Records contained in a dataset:
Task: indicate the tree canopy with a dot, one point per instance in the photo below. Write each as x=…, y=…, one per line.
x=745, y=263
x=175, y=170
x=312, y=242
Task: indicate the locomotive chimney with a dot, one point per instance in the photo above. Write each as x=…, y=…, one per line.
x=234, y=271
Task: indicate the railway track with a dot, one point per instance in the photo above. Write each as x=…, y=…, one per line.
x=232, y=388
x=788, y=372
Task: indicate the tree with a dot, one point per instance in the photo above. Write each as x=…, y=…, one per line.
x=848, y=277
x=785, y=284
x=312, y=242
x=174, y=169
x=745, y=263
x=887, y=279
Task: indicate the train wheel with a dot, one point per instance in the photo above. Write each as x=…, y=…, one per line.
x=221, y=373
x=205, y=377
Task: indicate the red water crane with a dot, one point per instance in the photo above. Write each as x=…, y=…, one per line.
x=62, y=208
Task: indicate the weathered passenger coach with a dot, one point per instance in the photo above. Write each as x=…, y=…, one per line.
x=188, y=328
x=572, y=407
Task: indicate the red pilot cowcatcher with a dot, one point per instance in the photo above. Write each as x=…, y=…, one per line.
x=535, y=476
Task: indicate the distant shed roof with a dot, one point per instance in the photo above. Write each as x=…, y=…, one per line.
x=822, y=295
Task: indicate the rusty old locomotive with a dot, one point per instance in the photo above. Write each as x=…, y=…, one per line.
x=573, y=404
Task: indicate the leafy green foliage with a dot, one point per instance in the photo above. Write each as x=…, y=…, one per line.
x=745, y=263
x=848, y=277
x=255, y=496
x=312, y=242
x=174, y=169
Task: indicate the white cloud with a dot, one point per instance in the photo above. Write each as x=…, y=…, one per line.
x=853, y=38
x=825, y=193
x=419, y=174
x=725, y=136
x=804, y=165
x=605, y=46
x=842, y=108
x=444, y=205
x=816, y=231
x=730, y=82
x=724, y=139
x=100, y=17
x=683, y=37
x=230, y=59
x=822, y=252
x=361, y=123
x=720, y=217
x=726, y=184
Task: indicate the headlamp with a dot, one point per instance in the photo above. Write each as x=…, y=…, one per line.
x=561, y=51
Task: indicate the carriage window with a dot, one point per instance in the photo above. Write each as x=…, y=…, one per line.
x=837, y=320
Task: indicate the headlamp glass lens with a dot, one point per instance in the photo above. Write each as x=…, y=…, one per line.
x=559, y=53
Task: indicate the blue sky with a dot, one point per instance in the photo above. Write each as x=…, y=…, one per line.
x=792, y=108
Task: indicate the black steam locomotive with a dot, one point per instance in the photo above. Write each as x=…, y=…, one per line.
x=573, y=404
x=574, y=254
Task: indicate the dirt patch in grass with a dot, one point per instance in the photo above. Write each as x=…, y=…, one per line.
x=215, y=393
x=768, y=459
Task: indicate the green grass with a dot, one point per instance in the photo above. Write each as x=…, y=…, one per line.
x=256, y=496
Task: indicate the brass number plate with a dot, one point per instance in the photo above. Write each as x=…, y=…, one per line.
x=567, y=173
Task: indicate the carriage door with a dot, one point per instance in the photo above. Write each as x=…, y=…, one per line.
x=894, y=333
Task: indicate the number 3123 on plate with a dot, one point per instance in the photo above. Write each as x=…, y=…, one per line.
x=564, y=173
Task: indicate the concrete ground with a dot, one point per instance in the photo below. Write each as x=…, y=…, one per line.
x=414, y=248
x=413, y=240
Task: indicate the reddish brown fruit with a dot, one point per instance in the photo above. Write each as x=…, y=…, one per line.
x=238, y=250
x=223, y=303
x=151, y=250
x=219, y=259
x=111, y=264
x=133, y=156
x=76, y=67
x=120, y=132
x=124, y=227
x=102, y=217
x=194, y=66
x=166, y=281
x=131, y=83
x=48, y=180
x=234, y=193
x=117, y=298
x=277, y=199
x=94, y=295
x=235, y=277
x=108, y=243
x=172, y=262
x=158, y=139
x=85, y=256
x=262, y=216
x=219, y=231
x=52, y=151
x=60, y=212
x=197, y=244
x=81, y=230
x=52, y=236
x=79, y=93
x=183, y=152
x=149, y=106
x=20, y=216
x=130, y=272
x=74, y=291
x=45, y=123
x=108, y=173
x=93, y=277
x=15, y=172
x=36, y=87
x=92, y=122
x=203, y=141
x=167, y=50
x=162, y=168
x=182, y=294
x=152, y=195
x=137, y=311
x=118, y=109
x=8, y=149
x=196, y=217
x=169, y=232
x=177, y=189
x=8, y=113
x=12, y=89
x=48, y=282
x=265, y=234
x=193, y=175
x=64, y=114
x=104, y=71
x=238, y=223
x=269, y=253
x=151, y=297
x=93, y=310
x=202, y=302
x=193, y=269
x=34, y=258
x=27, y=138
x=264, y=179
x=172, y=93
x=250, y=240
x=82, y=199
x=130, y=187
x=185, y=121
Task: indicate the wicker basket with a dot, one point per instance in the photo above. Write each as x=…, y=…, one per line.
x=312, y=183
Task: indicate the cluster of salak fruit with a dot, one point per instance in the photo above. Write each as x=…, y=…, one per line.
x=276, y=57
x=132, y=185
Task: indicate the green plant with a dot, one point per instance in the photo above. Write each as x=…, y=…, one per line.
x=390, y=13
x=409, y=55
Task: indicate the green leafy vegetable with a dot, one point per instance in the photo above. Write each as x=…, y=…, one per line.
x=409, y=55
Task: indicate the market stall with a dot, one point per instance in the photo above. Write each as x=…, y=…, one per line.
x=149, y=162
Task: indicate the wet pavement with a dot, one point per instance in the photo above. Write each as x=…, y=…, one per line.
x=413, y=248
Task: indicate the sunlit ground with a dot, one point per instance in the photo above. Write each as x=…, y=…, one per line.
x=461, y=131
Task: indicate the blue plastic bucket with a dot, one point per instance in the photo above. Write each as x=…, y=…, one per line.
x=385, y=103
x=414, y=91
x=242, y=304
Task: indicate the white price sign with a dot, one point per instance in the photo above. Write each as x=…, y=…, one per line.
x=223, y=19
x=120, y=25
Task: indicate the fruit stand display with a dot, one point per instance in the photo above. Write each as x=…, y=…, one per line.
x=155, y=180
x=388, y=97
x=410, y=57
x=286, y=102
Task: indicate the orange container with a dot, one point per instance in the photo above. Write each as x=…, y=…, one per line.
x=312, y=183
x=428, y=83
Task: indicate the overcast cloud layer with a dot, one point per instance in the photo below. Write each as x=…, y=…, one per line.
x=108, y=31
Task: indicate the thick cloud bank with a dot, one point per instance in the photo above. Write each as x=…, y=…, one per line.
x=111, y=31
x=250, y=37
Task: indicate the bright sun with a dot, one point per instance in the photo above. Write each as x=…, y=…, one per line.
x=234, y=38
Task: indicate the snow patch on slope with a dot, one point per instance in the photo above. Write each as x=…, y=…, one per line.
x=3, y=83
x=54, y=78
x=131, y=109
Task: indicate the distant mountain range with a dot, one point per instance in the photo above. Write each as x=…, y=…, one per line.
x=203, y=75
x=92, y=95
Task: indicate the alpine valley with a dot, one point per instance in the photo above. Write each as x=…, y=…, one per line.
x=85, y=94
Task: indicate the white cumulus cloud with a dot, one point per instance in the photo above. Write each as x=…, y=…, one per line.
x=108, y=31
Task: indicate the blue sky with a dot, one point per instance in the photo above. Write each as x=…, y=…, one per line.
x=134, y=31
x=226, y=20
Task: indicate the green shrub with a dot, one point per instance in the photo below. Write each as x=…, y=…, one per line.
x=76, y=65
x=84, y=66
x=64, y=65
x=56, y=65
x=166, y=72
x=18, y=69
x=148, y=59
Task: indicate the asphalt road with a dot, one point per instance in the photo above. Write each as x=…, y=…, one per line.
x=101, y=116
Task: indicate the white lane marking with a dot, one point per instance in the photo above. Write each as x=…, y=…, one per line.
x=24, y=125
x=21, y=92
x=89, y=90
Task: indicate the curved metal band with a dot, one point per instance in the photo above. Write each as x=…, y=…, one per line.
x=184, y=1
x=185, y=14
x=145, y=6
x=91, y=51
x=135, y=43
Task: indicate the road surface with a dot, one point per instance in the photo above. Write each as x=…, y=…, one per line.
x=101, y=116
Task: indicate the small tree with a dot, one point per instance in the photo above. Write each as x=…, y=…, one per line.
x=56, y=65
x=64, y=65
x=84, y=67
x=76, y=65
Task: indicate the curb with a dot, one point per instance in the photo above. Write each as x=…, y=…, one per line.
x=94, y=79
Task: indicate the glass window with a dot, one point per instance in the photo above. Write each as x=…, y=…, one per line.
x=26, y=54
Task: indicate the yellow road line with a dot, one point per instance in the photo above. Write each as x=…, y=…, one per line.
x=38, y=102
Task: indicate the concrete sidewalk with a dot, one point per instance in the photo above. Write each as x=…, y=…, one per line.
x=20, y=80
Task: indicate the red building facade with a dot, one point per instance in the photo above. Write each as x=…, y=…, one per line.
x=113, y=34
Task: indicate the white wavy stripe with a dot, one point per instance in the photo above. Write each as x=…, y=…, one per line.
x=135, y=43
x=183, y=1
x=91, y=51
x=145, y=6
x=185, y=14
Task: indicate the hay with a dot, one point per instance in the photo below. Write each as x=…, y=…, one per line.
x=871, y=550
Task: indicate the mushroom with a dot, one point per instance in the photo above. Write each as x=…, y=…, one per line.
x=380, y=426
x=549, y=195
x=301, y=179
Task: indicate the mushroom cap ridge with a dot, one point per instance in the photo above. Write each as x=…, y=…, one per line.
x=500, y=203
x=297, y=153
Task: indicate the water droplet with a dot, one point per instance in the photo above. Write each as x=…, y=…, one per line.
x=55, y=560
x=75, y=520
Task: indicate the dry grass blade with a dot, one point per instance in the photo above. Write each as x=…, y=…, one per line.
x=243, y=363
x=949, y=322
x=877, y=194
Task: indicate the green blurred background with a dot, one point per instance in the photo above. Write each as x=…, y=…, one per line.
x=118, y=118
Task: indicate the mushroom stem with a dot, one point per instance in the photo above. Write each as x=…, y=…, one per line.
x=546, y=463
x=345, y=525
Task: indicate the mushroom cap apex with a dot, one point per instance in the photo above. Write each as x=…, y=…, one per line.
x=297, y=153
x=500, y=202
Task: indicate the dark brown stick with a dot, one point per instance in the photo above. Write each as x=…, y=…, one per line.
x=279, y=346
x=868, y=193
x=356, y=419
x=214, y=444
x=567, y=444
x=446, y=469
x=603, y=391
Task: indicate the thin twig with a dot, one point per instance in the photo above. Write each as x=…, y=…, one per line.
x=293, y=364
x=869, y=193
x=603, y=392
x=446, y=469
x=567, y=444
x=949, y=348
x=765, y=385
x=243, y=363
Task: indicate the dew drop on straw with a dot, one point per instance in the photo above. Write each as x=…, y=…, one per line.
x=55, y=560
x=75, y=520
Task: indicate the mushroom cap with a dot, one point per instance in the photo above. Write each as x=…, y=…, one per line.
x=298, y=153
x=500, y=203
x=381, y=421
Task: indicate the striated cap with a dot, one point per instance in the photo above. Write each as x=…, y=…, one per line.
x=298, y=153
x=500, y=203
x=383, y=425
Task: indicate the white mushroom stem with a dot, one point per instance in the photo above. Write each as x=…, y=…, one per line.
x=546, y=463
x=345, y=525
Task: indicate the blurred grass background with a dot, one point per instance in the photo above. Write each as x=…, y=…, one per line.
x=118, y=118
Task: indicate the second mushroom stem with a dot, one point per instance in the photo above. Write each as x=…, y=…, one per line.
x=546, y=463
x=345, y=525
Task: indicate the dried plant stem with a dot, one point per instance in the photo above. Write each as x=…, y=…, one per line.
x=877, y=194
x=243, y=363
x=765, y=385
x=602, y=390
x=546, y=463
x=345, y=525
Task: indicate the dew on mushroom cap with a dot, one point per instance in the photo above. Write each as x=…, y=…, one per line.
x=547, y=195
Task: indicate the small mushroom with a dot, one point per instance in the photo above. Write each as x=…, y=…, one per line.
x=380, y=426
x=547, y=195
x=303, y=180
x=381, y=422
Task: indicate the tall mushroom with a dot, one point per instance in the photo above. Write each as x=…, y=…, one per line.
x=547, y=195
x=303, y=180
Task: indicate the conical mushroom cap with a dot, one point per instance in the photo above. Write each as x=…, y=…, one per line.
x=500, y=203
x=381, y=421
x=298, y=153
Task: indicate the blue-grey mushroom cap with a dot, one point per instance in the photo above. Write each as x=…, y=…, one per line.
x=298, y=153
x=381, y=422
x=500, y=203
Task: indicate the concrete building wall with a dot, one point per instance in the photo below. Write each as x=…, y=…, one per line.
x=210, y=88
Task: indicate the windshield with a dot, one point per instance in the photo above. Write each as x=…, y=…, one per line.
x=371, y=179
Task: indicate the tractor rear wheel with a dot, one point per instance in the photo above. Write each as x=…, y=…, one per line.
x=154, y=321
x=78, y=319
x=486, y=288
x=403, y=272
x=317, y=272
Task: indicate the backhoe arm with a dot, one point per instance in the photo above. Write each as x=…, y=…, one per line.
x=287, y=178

## EXERCISE INSTRUCTIONS
Write out exactly the lines starting with the one that holds "Task: indicate the tractor" and running through the last line above.

## TASK ANSWER
Task: indicate the tractor rear wheel with a dot, one point per instance in the photo above. Write each as x=…, y=…, one per line.
x=154, y=321
x=78, y=319
x=486, y=288
x=403, y=272
x=317, y=272
Task: indicate the backhoe arm with a dot, one point per instance in the photo above. Write each as x=…, y=…, one per line.
x=287, y=178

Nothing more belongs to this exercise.